**WORK ORDER**. Copy the entries word for word. Keep the pictures out.

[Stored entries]
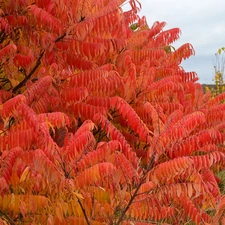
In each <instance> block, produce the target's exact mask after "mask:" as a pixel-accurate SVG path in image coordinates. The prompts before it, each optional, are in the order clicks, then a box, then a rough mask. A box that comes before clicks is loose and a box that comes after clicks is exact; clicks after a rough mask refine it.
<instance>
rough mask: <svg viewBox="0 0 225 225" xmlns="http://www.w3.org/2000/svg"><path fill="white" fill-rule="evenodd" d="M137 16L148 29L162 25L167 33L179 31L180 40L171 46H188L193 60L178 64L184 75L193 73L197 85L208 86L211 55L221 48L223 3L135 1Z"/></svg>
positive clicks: (168, 0)
mask: <svg viewBox="0 0 225 225" xmlns="http://www.w3.org/2000/svg"><path fill="white" fill-rule="evenodd" d="M139 1H140V3H141V4H142V10H141V12H140V13H139V15H141V16H142V15H144V16H146V18H147V22H148V25H149V26H151V25H152V24H153V23H154V22H155V21H160V22H161V21H165V22H166V23H167V26H166V27H165V28H164V30H166V29H170V28H174V27H178V28H180V29H181V32H182V34H181V37H180V39H179V40H178V41H176V42H175V43H174V44H173V45H174V46H175V47H176V48H177V47H179V46H181V45H182V44H184V43H187V42H188V43H191V44H192V45H193V47H194V49H195V53H196V54H195V56H192V57H191V58H189V59H187V60H186V61H184V62H183V63H182V66H183V67H184V69H185V70H186V71H195V72H197V74H198V76H199V78H200V79H199V82H200V83H207V84H209V83H212V82H213V81H212V80H213V73H214V64H215V57H214V54H215V52H216V51H217V50H218V49H219V48H221V47H225V1H224V0H139Z"/></svg>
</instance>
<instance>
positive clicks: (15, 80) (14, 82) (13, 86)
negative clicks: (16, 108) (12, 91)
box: [9, 79, 19, 88]
mask: <svg viewBox="0 0 225 225" xmlns="http://www.w3.org/2000/svg"><path fill="white" fill-rule="evenodd" d="M9 80H10V83H11V85H12V87H13V88H14V87H16V86H17V85H18V84H19V81H18V80H16V79H9Z"/></svg>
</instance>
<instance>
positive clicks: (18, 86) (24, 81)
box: [12, 50, 45, 94]
mask: <svg viewBox="0 0 225 225" xmlns="http://www.w3.org/2000/svg"><path fill="white" fill-rule="evenodd" d="M44 53H45V50H43V51H42V52H41V54H40V55H39V57H38V59H37V62H36V65H35V66H34V68H33V69H32V70H31V71H30V73H29V74H28V75H27V76H26V77H25V78H24V79H23V80H22V81H21V82H20V83H19V84H18V85H17V86H15V87H14V88H13V89H12V93H14V94H15V93H16V91H17V90H19V89H20V88H21V87H23V86H24V85H25V84H26V82H27V81H28V80H29V79H30V77H31V76H32V74H33V73H34V72H35V71H36V69H37V68H38V67H39V66H40V64H41V58H42V57H43V55H44Z"/></svg>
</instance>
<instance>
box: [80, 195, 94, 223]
mask: <svg viewBox="0 0 225 225" xmlns="http://www.w3.org/2000/svg"><path fill="white" fill-rule="evenodd" d="M77 200H78V203H79V205H80V207H81V210H82V212H83V214H84V217H85V220H86V222H87V225H91V224H90V222H89V220H88V217H87V214H86V211H85V208H84V207H83V205H82V203H81V201H80V199H79V198H78V197H77Z"/></svg>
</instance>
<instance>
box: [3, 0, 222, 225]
mask: <svg viewBox="0 0 225 225" xmlns="http://www.w3.org/2000/svg"><path fill="white" fill-rule="evenodd" d="M123 4H129V5H130V9H129V10H127V11H123V10H122V8H121V6H122V5H123ZM0 5H1V9H0V15H1V18H0V32H1V33H0V59H1V61H0V85H1V90H0V104H1V105H0V112H1V117H0V130H1V131H0V154H1V158H0V194H1V195H0V223H1V224H48V225H51V224H93V225H97V224H111V225H113V224H116V225H118V224H124V225H125V224H136V225H141V224H143V225H145V224H185V223H186V224H187V222H190V223H194V224H223V223H224V220H225V219H224V216H223V215H224V214H223V213H224V210H225V208H224V205H225V197H224V196H222V195H221V191H220V188H219V185H221V181H220V180H219V179H218V177H217V173H218V172H219V171H221V170H223V169H224V160H225V150H224V128H225V123H224V122H223V121H224V118H225V104H224V103H223V102H224V98H225V94H224V93H223V94H221V95H218V96H217V97H215V98H211V96H210V93H207V94H204V93H203V90H202V86H201V85H200V84H199V83H197V79H198V78H197V75H196V73H194V72H185V70H184V69H183V68H182V67H181V66H180V64H181V62H182V60H185V59H187V58H188V57H189V56H191V55H193V54H194V49H193V47H192V46H191V45H190V44H184V45H182V46H181V47H180V48H178V49H176V50H175V49H174V48H172V47H171V44H172V43H173V42H174V41H176V40H177V39H178V38H179V35H180V30H179V29H178V28H174V29H170V30H163V28H164V26H165V22H155V23H154V24H153V25H152V26H149V25H148V24H147V22H146V20H145V17H142V18H140V17H139V16H138V11H139V10H140V8H141V5H140V3H139V2H138V1H137V0H130V1H127V2H126V1H124V0H104V1H101V0H97V1H96V0H86V1H84V0H32V1H31V0H14V1H10V0H6V1H1V3H0Z"/></svg>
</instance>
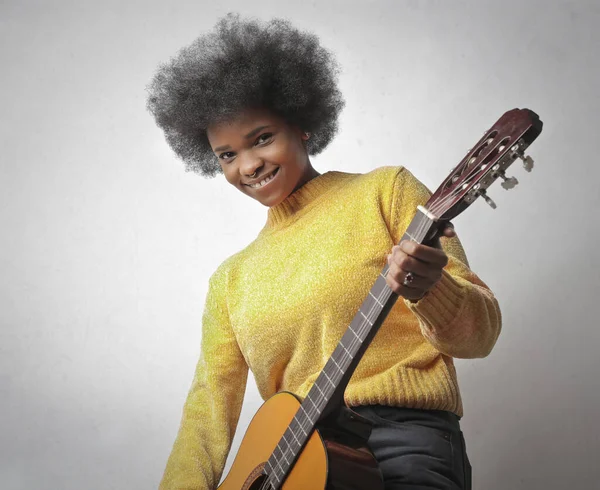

**RESPONSE TO THE TASK**.
In each <instance> block, produce the target's exact mask after "mask:" as a pixel-accurate SVG path in image coordinates. The prompts before it, each optional, are in the order clicks, then a box, then a rough mask. A box that comes before clicks is loose and a box that comes after clicks is exact; clicks after a rough mask refine it.
<instance>
rough mask: <svg viewBox="0 0 225 225" xmlns="http://www.w3.org/2000/svg"><path fill="white" fill-rule="evenodd" d="M137 16L148 29L162 25L167 33L179 31L180 40L171 46H188L193 60L178 64L184 75L193 73L197 85L208 86L211 55L221 48L223 3L135 1Z"/></svg>
positive clicks: (168, 0)
mask: <svg viewBox="0 0 225 225" xmlns="http://www.w3.org/2000/svg"><path fill="white" fill-rule="evenodd" d="M139 1H140V3H141V4H142V10H141V12H140V13H139V15H141V16H142V15H144V16H146V18H147V22H148V25H149V26H151V25H152V24H153V23H154V22H155V21H160V22H161V21H165V22H166V23H167V26H166V27H165V28H164V30H166V29H170V28H174V27H178V28H180V29H181V32H182V34H181V37H180V39H179V40H178V41H176V42H175V43H174V44H173V45H174V46H175V47H176V48H177V47H179V46H181V45H182V44H184V43H187V42H188V43H191V44H192V45H193V47H194V49H195V53H196V54H195V56H192V57H191V58H189V59H187V60H186V61H184V62H183V63H182V66H183V67H184V69H185V70H186V71H195V72H197V74H198V76H199V78H200V79H199V82H200V83H207V84H209V83H212V82H213V81H212V80H213V73H214V64H215V57H214V54H215V52H216V51H217V50H218V49H219V48H221V47H225V1H224V0H139Z"/></svg>
</instance>
<instance>
positive clicks: (15, 80) (14, 82) (13, 86)
negative clicks: (16, 108) (12, 91)
box: [9, 79, 19, 88]
mask: <svg viewBox="0 0 225 225" xmlns="http://www.w3.org/2000/svg"><path fill="white" fill-rule="evenodd" d="M9 80H10V83H11V85H12V87H13V88H14V87H16V86H17V85H18V84H19V81H18V80H16V79H9Z"/></svg>
</instance>
<instance>
positive clicks: (18, 86) (24, 81)
box: [12, 50, 45, 94]
mask: <svg viewBox="0 0 225 225" xmlns="http://www.w3.org/2000/svg"><path fill="white" fill-rule="evenodd" d="M44 53H45V50H43V51H42V52H41V54H40V55H39V57H38V59H37V62H36V65H35V66H34V68H33V69H32V70H31V71H30V73H29V74H28V75H27V76H26V77H25V78H24V79H23V80H22V81H21V82H20V83H19V84H18V85H17V86H15V87H14V88H13V89H12V93H14V94H15V93H16V91H17V90H19V89H20V88H21V87H23V86H24V85H25V84H26V82H27V81H28V80H29V79H30V77H31V76H32V74H33V73H34V72H35V71H36V69H37V68H38V67H39V66H40V64H41V58H42V57H43V55H44Z"/></svg>
</instance>
<instance>
box: [80, 195, 94, 223]
mask: <svg viewBox="0 0 225 225" xmlns="http://www.w3.org/2000/svg"><path fill="white" fill-rule="evenodd" d="M77 200H78V203H79V205H80V207H81V210H82V212H83V214H84V217H85V220H86V222H87V225H91V224H90V222H89V220H88V217H87V214H86V211H85V208H84V207H83V205H82V203H81V201H80V199H79V198H78V197H77Z"/></svg>
</instance>
<instance>
box: [3, 0, 222, 225]
mask: <svg viewBox="0 0 225 225" xmlns="http://www.w3.org/2000/svg"><path fill="white" fill-rule="evenodd" d="M123 4H129V5H130V9H129V10H127V11H123V10H122V8H121V6H122V5H123ZM0 5H1V9H0V15H1V18H0V32H1V33H0V59H1V61H0V85H1V90H0V104H1V105H0V112H1V117H0V130H1V131H0V154H1V158H0V194H1V195H0V223H1V224H48V225H51V224H93V225H97V224H111V225H113V224H116V225H118V224H124V225H125V224H136V225H141V224H143V225H145V224H185V223H186V224H187V222H190V223H194V224H223V223H224V220H225V219H224V216H223V215H224V214H223V213H224V210H225V208H224V205H225V197H224V196H222V195H221V191H220V188H219V185H221V181H220V180H219V179H218V177H217V173H218V172H219V171H221V170H223V169H224V160H225V150H224V128H225V123H224V122H223V121H224V118H225V104H224V103H223V102H224V98H225V94H224V93H223V94H221V95H218V96H217V97H215V98H211V96H210V93H207V94H204V93H203V90H202V86H201V85H200V84H199V83H197V79H198V78H197V75H196V73H194V72H185V70H184V69H183V68H182V67H181V66H180V64H181V62H182V60H185V59H187V58H188V57H189V56H191V55H193V54H194V49H193V47H192V46H191V45H190V44H184V45H182V46H181V47H180V48H178V49H176V50H175V49H174V48H172V47H171V44H172V43H173V42H174V41H176V40H177V39H178V38H179V35H180V30H179V29H178V28H174V29H170V30H163V28H164V26H165V22H155V23H154V24H153V25H152V26H149V25H148V24H147V22H146V20H145V17H142V18H140V17H139V16H138V11H139V10H140V8H141V5H140V3H139V2H138V1H137V0H130V1H127V2H126V1H124V0H104V1H101V0H97V1H96V0H86V1H84V0H32V1H31V0H14V1H10V0H6V1H1V3H0Z"/></svg>
</instance>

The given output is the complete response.